(How to complete this task) Scan the lines below for the string "logo" and copy every one that has it.

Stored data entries
Start of Block

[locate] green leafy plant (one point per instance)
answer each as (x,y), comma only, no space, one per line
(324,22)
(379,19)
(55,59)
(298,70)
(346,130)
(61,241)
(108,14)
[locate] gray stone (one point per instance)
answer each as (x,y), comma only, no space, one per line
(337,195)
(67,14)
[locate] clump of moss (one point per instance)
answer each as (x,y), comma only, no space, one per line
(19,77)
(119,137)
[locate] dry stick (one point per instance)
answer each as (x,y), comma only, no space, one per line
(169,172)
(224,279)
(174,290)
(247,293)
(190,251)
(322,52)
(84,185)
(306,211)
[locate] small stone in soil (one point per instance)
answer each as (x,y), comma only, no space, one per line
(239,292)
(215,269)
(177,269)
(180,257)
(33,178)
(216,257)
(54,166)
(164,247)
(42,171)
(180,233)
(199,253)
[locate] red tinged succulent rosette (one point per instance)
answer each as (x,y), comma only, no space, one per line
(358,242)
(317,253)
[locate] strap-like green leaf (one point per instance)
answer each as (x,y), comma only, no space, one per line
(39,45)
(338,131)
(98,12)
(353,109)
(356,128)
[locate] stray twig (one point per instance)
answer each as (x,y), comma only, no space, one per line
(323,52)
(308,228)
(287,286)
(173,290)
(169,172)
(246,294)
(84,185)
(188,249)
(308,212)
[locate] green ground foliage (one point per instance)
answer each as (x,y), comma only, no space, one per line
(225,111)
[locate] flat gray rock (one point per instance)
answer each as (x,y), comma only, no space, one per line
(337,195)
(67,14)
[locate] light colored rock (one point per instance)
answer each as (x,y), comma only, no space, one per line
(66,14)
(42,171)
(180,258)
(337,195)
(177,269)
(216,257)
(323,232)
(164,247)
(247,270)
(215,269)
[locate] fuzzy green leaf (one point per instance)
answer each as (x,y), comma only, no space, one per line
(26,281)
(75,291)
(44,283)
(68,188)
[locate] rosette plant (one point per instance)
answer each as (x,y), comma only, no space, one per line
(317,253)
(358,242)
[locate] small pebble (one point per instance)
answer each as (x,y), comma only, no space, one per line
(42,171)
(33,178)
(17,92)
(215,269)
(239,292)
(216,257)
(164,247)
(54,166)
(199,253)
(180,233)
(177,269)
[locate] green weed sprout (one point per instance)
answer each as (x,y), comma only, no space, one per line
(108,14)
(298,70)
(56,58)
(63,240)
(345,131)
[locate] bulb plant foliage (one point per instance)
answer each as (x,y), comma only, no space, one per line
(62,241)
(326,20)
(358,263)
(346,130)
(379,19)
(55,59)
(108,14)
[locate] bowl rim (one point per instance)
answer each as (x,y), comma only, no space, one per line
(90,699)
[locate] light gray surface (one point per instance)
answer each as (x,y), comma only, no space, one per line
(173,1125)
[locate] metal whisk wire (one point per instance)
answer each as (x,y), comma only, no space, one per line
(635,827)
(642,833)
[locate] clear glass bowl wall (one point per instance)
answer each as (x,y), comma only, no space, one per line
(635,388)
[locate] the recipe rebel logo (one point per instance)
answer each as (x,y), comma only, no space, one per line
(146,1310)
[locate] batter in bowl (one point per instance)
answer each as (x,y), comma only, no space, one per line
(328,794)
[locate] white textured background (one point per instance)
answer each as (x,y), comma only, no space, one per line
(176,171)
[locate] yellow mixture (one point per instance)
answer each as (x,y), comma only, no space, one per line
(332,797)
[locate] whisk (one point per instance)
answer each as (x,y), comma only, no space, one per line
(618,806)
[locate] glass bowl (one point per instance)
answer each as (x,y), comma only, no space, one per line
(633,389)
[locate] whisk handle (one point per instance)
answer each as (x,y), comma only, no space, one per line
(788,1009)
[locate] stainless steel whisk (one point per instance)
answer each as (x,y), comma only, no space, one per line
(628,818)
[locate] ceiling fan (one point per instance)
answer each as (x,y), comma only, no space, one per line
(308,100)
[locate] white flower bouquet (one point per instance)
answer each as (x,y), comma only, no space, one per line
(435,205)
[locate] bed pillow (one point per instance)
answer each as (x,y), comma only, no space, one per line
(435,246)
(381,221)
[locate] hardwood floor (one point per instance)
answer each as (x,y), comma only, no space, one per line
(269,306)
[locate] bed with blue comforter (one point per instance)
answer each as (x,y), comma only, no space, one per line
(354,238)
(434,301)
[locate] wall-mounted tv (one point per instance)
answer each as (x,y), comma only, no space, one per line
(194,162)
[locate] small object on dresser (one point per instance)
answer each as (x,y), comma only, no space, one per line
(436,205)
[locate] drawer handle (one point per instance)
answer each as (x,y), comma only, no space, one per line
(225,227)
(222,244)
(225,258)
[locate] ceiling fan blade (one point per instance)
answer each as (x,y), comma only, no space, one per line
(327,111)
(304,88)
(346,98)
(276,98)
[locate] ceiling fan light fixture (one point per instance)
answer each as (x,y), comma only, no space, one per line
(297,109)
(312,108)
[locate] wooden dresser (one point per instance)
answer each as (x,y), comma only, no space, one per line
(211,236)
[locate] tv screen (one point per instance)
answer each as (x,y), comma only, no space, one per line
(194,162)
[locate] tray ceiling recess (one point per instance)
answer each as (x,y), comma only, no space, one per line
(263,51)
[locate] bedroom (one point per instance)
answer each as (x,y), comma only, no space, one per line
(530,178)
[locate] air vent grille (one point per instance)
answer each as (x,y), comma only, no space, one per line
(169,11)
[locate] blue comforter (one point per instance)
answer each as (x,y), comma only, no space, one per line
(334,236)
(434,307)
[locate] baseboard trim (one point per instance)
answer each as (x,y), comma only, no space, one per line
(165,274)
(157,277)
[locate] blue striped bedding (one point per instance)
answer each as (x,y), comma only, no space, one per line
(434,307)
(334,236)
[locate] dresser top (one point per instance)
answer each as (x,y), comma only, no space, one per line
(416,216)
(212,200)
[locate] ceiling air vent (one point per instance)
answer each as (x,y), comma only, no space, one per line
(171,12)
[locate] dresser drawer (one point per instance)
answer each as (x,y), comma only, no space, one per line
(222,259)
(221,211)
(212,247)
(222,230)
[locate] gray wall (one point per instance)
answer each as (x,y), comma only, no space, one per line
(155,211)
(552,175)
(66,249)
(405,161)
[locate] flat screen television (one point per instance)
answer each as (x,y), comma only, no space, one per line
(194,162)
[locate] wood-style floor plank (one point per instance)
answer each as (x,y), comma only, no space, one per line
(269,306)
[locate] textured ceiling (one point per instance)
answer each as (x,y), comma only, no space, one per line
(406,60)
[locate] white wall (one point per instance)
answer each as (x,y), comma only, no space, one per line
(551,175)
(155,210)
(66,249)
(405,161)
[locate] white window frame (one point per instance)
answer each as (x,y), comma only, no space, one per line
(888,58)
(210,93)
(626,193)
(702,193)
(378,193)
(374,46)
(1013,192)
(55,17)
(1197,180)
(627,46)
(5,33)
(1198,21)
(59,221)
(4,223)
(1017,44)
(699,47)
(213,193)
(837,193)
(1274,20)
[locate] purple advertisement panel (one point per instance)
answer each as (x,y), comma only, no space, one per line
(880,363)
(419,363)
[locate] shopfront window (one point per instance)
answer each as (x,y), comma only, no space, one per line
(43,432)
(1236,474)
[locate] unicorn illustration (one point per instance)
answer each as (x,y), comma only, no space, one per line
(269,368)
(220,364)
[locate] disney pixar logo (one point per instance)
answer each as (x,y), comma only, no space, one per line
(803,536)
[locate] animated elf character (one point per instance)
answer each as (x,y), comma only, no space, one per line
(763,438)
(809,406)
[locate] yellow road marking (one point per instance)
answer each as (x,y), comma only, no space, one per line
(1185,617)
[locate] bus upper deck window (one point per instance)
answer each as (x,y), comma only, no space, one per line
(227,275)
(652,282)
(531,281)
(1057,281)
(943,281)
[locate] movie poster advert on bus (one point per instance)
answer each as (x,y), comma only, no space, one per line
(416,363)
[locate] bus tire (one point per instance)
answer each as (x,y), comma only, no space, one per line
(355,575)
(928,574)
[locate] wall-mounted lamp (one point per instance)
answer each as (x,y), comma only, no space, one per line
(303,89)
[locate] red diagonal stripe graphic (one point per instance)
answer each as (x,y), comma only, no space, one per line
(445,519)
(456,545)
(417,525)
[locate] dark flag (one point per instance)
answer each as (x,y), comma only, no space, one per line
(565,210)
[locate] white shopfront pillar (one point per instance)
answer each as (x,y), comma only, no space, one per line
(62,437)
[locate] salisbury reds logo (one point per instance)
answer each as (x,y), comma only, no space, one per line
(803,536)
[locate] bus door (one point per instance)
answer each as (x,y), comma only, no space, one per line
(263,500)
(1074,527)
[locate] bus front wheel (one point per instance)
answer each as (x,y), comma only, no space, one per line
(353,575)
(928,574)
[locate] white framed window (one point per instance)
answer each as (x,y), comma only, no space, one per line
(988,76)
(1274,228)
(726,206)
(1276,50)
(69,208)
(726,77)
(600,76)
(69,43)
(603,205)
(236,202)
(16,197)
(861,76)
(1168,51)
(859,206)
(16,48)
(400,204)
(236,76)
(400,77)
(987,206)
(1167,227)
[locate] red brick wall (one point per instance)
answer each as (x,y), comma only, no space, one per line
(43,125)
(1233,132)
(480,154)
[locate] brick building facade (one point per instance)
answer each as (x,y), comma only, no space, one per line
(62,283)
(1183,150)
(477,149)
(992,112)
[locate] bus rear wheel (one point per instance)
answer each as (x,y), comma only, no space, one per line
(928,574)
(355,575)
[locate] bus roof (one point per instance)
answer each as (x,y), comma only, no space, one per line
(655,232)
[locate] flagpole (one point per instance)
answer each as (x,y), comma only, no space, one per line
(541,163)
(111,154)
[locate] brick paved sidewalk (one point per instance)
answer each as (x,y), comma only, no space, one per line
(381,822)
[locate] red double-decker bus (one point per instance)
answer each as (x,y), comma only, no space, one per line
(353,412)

End of Block

(Answer for the task)
[locate] the recipe rebel logo (one point per instance)
[locate] disney pixar logo (one point per instance)
[locate] salisbury reds logo (one point per instance)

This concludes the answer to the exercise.